-------- TEXT EXTRACT --------
This includes a systematic way of finding such reviews by using a canned boolean search in 2Dsearch + Lens.org to using controlled vocab in subjects (e.g. "Review article" field of study in Microsoft Academic, "Review" Document type in Scopus) and even software that try to detect such reviews using citations (e.g. "Derivative works" feature in 2D search)

These techniques are not purely theortical. For example, I was working with this phd to map out new areas that was cross disciplinary and I noticed she was sharing wth me a lot of review type papers. I used the 2Dsearch + Lens.org technique to easily find a couple more and she was surprised and asked me how I found them.

Canned search template to find reviews in 2Dsearch for Lens.org

3. Citation trails - retracing the trails/footsteps metaphor

The earlier technique can be useful for finding other related literature which can help with the "I can't find anything" issue. They help with keyword searching by suggesting other keywords to use, allows you to go further down the citations trails of the papers identified etc.

But in many cases, such researchers tend to be looking for either something really specific or something that is pretty new or novel in which case it's unlikely a review paper exists.

This is probably the most tricky situation. If you do your best and can't find anything at all on X, is it because X doesn't exist (which can be good) or simply you are not searching the right way?

Since you can't really prove a negative, I find this leads to a lot of anxiety sometimes and I can't tell you the number of times someone (typically a undergraduate) come to me to tell me X "must" exist.

While you can't be 100% sure something does not exist, you can reduce the chance of missing it.

When you think about keyword searching, there are only two reasons you miss something.

Firstly, the index you are using does not have it. This is discipline specific but I think compared to 20 years ago or even 10 years ago this is a much smaller problem.

Mega-indexes like Google Scholar, Lens.org, Semantic Scholar supported by trends like open access , electronic thesis and dissertations, online preprint servers means that for many fields you don't have to search a dozen search indexes to have a fair coverage of the area.

Sure, not everything is online or for older pre 2000 content digitized (or digitized in full text/properly), nor is every grey literature in tools like Google Scholar, Google books and all bets are off if you move away from article type content but generally adding some subject specific databases like Psycinfo will help cover for that.

The bigger issue these days, is you are missing out something relevant because you you got unlucky with the keyword.

This could be because the area/topic is still new and people are using diverse terms to describe the same thing, or in the case of older content, the terms used might have shifted.

If you were using controlled subject terms you could mitigate this issue a little, but it presumes that the search system you are using supports it and the librarian has properly done subject/index cataloging and you know how to use it - in most cases this applies to users of PubMed.

This is particularly common for statistical and research techniques that have a long history, I remember being surprised late in one research project by finding a 1980 paper on the very topic I was doing research on because of that reason.

So how did I find that paper? Simple by followng the citation trails. This is akin to following footsteps or trails left behind by prey or other hunters.

Again this technique is generally well known and intutive to most researchers and they intutively follow references of relevant papers, or used "cited by" functions in GS.

cited by function in Google Scholar

Enhanced/smart citation trails

While the idea and practice of finding papers by following citation trails of relevant papers in either direction has a long history (sometimes known as pearl growing search strategy), there has been throughout the decades recommendations of ways to go beyond this.

For example, there has been increasing interest in classifying citations by "citation contexts" in the literature to aid researchers when they follow citation trails.
--------
§ **GOAL 1**
Do these statements agree with the literature search excerpt? For each, answer yes or no and quote the words of the excerpt that decide it. (a) The excerpt says that missing something because the index lacks it is a much smaller problem than it was 20 years ago. (b) The excerpt says you can be 100% sure something does not exist. (c) The paper the writer found late in a research project was from 1990.
§ **GOAL 2**
In the literature search excerpt, what other name is given for finding papers by following the citation trails of relevant papers?
§ **GOAL 3**
Print the literature search excerpt from "This is particularly" to "functions in GS.".
-------- DATASET CONTENT --------
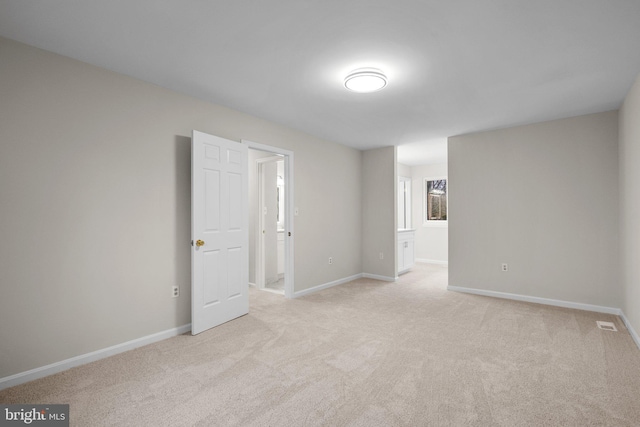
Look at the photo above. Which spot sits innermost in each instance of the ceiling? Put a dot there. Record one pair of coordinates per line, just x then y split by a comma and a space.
453, 67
--------
§ **FULL SOLUTION 1**
(a) Yes: "compared to 20 years ago or even 10 years ago this is a much smaller problem."
(b) No: "While you can't be 100% sure something does not exist, you can reduce the chance of missing it."
(c) No: "finding a 1980 paper on the very topic I was doing research on"

§ **FULL SOLUTION 2**
The pearl growing search strategy.

§ **FULL SOLUTION 3**
This is particularly common for statistical and research techniques that have a long history, I remember being surprised late in one research project by finding a 1980 paper on the very topic I was doing research on because of that reason.

So how did I find that paper? Simple by followng the citation trails. This is akin to following footsteps or trails left behind by prey or other hunters.

Again this technique is generally well known and intutive to most researchers and they intutively follow references of relevant papers, or used "cited by" functions in GS.